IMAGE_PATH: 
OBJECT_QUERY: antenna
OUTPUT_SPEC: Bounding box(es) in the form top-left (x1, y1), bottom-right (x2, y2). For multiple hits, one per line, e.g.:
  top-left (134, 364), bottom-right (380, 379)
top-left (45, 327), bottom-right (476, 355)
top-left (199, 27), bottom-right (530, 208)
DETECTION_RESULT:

[Given exercise] Can you convert the entries above into a numbered list with the blank lines omitted?

[Task answer]
1. IMAGE_PATH: 
2. OBJECT_QUERY: antenna
3. OUTPUT_SPEC: Bounding box(es) in the form top-left (x1, y1), bottom-right (x2, y2). For multiple hits, one per line, e.g.:
4.   top-left (134, 364), bottom-right (380, 379)
5. top-left (45, 327), bottom-right (476, 355)
6. top-left (199, 27), bottom-right (530, 208)
7. DETECTION_RESULT:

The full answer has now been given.